> [Task to carry out]:
Reproduce the material below word for word, leaving out the picture.

Entries from an annotation dataset:

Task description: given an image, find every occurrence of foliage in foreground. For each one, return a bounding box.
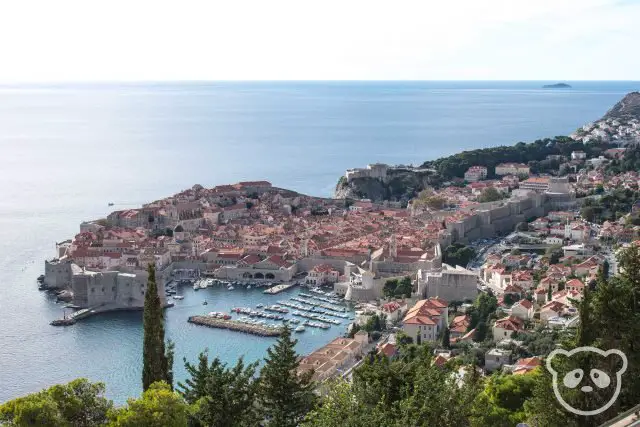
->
[0,246,640,427]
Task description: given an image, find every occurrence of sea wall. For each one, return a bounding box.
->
[447,194,553,243]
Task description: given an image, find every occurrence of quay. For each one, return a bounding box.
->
[188,316,282,337]
[264,283,297,295]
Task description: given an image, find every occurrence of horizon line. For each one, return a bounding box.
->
[0,79,640,86]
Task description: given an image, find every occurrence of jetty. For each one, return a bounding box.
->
[264,283,297,295]
[188,316,282,337]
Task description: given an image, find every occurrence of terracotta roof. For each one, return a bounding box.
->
[567,279,584,288]
[494,316,524,331]
[516,299,533,310]
[378,343,396,357]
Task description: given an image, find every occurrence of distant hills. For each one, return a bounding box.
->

> [Response below]:
Task description: given an image, find every occurrence of foliage in foreground. For each one, return a bounding box.
->
[0,246,640,427]
Task description: given an image, find every occurrence of sea wall. For each one, return a bounding box.
->
[447,194,553,243]
Task description: given an image, find every occurrence of quay. For each one, return a bounding box.
->
[188,316,282,337]
[264,283,297,295]
Task description: given an image, find every occurrence of horizon line. For each one, return a bounding box.
->
[0,79,640,86]
Task description: given an image, find every occurrence of jetty. For each one, return a bounding box.
->
[264,283,297,295]
[188,316,282,337]
Task description: given an image, find every occurrence of terracotta roof. For each one, return a bounding box.
->
[567,279,584,288]
[494,316,524,331]
[516,299,533,310]
[378,343,396,357]
Task description: given an image, find every occurrence of distant hills. For each one, return a bounding box.
->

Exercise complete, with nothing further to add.